- Set problem -
Repeat exactly, and only, the lines from the line containing "Identify each instance of the gray" through the last line of the records below, including both.
************
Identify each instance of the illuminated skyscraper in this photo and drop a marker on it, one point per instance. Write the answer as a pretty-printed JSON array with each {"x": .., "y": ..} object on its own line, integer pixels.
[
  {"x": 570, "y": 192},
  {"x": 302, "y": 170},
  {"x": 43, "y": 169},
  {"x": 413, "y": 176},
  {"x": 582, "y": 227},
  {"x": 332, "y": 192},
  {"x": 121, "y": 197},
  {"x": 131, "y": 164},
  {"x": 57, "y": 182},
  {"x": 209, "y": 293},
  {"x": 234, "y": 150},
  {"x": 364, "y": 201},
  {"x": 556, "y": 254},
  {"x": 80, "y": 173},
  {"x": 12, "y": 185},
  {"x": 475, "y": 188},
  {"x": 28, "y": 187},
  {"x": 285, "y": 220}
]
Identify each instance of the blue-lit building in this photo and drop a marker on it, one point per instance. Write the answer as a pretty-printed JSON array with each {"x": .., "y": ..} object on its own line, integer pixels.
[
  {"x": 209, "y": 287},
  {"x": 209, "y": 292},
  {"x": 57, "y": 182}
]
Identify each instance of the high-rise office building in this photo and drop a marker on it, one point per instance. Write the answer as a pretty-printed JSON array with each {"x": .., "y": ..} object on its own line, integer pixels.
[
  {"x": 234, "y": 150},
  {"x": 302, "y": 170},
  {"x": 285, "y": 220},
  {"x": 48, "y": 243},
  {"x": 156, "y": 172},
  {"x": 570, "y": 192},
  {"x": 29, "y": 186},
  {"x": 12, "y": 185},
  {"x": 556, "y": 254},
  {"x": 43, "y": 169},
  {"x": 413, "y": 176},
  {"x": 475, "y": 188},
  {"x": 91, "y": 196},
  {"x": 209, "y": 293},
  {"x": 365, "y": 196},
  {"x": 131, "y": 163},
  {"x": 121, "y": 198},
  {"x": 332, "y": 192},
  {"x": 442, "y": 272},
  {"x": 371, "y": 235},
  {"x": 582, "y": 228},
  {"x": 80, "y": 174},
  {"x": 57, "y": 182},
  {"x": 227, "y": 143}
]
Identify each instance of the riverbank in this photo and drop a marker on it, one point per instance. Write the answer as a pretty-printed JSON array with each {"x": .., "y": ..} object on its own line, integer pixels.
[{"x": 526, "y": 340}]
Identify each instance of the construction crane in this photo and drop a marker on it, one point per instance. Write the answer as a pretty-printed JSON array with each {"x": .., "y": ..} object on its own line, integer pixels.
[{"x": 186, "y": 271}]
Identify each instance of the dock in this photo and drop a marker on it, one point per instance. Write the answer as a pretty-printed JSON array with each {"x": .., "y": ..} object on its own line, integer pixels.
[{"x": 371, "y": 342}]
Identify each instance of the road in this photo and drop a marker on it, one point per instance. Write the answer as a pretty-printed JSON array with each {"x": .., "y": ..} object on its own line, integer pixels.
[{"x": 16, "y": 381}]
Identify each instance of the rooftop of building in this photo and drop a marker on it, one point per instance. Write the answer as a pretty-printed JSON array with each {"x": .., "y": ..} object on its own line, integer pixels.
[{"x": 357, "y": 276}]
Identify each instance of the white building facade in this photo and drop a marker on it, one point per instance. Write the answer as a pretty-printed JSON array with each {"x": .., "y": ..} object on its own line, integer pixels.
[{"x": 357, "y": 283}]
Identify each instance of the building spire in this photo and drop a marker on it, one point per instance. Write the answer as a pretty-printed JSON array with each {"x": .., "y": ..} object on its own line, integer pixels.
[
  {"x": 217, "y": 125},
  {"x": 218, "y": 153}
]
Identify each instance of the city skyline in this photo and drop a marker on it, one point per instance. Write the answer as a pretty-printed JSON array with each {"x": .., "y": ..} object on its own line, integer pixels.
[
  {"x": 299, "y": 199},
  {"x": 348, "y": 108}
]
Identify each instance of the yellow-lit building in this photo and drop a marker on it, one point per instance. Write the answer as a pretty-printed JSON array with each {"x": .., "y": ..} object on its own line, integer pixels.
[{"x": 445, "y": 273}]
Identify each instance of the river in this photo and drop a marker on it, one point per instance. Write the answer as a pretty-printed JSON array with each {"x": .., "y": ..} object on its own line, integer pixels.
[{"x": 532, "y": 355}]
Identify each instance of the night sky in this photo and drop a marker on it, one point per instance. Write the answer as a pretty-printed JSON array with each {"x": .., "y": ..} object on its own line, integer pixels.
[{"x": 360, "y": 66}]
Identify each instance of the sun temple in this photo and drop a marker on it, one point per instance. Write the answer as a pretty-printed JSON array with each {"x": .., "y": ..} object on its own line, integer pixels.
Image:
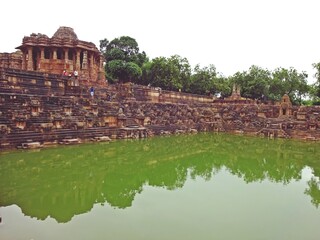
[{"x": 62, "y": 53}]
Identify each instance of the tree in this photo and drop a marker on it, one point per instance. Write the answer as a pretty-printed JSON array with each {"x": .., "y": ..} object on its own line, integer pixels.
[
  {"x": 168, "y": 73},
  {"x": 203, "y": 80},
  {"x": 254, "y": 83},
  {"x": 291, "y": 82},
  {"x": 123, "y": 59},
  {"x": 316, "y": 85}
]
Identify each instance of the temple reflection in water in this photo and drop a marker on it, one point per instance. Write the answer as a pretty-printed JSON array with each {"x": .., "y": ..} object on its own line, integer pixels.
[{"x": 63, "y": 182}]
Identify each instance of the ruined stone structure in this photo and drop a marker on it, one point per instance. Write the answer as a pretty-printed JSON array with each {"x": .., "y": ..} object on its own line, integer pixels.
[
  {"x": 62, "y": 52},
  {"x": 39, "y": 106}
]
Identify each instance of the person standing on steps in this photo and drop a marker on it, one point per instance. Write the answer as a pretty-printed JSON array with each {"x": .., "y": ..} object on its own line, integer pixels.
[{"x": 92, "y": 91}]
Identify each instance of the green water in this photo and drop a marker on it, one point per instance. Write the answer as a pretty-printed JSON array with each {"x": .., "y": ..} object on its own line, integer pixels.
[{"x": 205, "y": 186}]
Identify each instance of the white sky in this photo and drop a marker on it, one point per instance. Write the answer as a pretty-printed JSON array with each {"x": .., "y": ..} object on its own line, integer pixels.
[{"x": 231, "y": 34}]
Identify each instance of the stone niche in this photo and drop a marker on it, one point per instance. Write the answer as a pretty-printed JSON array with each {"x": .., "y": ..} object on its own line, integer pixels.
[{"x": 285, "y": 107}]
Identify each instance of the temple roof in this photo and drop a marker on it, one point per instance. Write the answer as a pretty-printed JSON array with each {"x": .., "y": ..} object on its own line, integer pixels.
[{"x": 65, "y": 32}]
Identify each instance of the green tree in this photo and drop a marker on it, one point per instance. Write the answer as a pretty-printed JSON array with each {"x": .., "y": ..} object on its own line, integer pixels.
[
  {"x": 123, "y": 59},
  {"x": 316, "y": 85},
  {"x": 254, "y": 83},
  {"x": 291, "y": 82},
  {"x": 168, "y": 73},
  {"x": 203, "y": 80}
]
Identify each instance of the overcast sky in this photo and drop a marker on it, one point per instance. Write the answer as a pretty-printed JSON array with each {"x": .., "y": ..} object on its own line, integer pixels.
[{"x": 230, "y": 34}]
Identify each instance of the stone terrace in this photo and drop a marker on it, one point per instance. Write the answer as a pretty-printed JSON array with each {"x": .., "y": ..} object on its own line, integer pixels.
[{"x": 40, "y": 109}]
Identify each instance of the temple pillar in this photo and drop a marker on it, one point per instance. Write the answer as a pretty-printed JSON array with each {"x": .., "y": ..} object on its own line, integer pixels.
[
  {"x": 24, "y": 56},
  {"x": 66, "y": 58},
  {"x": 41, "y": 57},
  {"x": 30, "y": 59},
  {"x": 85, "y": 60},
  {"x": 54, "y": 53},
  {"x": 101, "y": 63}
]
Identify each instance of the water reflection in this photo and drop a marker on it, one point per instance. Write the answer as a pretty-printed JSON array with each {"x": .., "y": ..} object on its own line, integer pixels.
[{"x": 67, "y": 181}]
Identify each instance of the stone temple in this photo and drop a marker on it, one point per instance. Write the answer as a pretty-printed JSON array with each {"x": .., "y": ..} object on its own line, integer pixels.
[
  {"x": 41, "y": 106},
  {"x": 62, "y": 52}
]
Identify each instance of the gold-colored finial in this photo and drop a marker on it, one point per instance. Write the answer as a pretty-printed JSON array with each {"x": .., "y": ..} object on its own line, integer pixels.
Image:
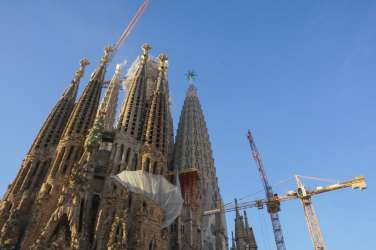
[
  {"x": 107, "y": 54},
  {"x": 163, "y": 62},
  {"x": 145, "y": 48},
  {"x": 191, "y": 76},
  {"x": 80, "y": 72},
  {"x": 145, "y": 51}
]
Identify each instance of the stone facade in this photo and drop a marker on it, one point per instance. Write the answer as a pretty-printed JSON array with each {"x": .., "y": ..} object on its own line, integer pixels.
[{"x": 64, "y": 196}]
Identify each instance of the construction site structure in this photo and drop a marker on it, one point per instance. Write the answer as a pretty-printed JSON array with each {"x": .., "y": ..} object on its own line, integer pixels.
[
  {"x": 194, "y": 161},
  {"x": 64, "y": 196},
  {"x": 244, "y": 238},
  {"x": 273, "y": 208},
  {"x": 304, "y": 195}
]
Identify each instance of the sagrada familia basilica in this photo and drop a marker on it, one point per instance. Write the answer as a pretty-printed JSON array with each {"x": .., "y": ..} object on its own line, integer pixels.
[{"x": 64, "y": 196}]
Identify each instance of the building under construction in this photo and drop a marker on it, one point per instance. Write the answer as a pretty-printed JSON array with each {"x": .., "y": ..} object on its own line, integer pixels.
[{"x": 64, "y": 196}]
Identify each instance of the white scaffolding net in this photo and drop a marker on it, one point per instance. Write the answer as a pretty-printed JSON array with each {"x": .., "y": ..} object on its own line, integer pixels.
[{"x": 157, "y": 188}]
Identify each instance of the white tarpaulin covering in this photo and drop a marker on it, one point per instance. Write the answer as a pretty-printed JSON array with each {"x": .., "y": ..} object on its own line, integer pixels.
[{"x": 157, "y": 188}]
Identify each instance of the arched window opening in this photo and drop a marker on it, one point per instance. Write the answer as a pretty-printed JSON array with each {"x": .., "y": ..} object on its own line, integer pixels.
[
  {"x": 135, "y": 161},
  {"x": 147, "y": 164},
  {"x": 121, "y": 152}
]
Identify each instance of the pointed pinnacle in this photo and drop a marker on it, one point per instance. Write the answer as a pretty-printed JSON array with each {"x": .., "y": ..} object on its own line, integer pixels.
[
  {"x": 163, "y": 62},
  {"x": 145, "y": 52},
  {"x": 145, "y": 48},
  {"x": 107, "y": 55},
  {"x": 191, "y": 76},
  {"x": 80, "y": 72}
]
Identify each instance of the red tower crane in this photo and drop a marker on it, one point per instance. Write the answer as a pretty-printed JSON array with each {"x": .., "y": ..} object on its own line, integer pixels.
[{"x": 273, "y": 207}]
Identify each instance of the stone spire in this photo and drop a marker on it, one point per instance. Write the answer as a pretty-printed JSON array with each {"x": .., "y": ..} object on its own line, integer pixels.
[
  {"x": 18, "y": 201},
  {"x": 132, "y": 114},
  {"x": 157, "y": 121},
  {"x": 193, "y": 154},
  {"x": 49, "y": 135},
  {"x": 192, "y": 146},
  {"x": 81, "y": 120},
  {"x": 108, "y": 107},
  {"x": 233, "y": 245}
]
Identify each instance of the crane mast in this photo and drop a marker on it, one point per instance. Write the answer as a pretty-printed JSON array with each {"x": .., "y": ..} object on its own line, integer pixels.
[
  {"x": 305, "y": 197},
  {"x": 273, "y": 207},
  {"x": 310, "y": 216}
]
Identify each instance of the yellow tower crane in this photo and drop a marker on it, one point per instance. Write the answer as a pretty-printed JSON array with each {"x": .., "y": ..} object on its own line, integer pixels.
[{"x": 305, "y": 195}]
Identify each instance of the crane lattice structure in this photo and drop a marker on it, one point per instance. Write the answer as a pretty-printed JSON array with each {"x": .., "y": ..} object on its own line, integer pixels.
[
  {"x": 273, "y": 208},
  {"x": 305, "y": 196}
]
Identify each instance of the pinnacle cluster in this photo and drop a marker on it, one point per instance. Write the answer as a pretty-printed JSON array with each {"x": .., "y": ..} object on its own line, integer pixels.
[{"x": 64, "y": 197}]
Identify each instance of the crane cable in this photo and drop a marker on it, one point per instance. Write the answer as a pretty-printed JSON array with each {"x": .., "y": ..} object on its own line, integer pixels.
[{"x": 131, "y": 25}]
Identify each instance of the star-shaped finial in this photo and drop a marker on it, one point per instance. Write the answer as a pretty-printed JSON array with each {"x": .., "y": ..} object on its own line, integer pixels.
[{"x": 191, "y": 75}]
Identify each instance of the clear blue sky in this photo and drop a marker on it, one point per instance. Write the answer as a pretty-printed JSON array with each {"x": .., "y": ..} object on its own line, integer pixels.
[{"x": 301, "y": 74}]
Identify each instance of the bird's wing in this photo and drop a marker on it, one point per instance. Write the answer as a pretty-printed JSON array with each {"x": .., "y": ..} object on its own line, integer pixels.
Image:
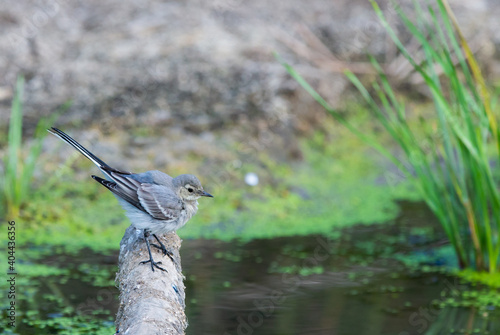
[
  {"x": 124, "y": 193},
  {"x": 159, "y": 201}
]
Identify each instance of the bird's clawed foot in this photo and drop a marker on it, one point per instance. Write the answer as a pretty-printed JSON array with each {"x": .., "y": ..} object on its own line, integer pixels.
[
  {"x": 163, "y": 249},
  {"x": 150, "y": 260},
  {"x": 154, "y": 264}
]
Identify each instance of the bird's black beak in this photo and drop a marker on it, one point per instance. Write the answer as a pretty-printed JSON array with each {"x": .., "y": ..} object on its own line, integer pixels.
[{"x": 206, "y": 194}]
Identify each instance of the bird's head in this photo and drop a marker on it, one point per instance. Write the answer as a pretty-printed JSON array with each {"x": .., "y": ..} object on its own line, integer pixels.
[{"x": 188, "y": 187}]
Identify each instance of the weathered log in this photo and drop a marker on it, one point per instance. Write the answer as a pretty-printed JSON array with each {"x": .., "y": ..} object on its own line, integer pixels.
[{"x": 151, "y": 303}]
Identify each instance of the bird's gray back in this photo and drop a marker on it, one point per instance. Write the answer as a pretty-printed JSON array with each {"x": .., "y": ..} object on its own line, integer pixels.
[{"x": 153, "y": 177}]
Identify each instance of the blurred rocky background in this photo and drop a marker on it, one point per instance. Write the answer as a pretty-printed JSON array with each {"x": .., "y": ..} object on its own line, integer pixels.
[{"x": 201, "y": 74}]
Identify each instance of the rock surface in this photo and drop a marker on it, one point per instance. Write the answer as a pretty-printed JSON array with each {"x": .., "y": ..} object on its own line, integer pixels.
[{"x": 184, "y": 70}]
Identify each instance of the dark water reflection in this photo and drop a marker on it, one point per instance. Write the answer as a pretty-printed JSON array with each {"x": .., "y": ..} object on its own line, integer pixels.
[{"x": 350, "y": 285}]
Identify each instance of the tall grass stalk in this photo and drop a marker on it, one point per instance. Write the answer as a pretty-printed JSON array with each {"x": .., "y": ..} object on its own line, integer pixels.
[
  {"x": 451, "y": 152},
  {"x": 19, "y": 162}
]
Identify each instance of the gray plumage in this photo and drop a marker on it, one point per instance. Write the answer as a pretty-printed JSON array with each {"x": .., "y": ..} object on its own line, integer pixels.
[{"x": 153, "y": 200}]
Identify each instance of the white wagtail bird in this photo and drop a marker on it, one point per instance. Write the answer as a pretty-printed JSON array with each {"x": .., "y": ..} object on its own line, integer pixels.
[{"x": 153, "y": 201}]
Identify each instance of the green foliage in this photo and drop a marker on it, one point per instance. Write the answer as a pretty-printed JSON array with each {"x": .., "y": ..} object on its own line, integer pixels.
[
  {"x": 451, "y": 161},
  {"x": 19, "y": 163}
]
************
- Answer to this task -
Identify each instance of the gray plumage in this photo and drop a marker on it, one point per instance. Write the answer as a pretty-printed JSON array with each {"x": .., "y": ..} object on its own line, integer pixels.
[{"x": 153, "y": 200}]
Identify each instance of the white wagtail bird in this photo and drop a marker on it, one point per instance. Write the answer as a pretty-printed JSON array with each {"x": .., "y": ..} object on its own line, integer pixels.
[{"x": 153, "y": 201}]
Identify each instance of the green foliage in this photo and drop a marker on it, one point per instance. Write the answer as a pretty-printed JSON array with each {"x": .., "y": ..} object on its own line, integer pixels.
[
  {"x": 451, "y": 161},
  {"x": 19, "y": 163}
]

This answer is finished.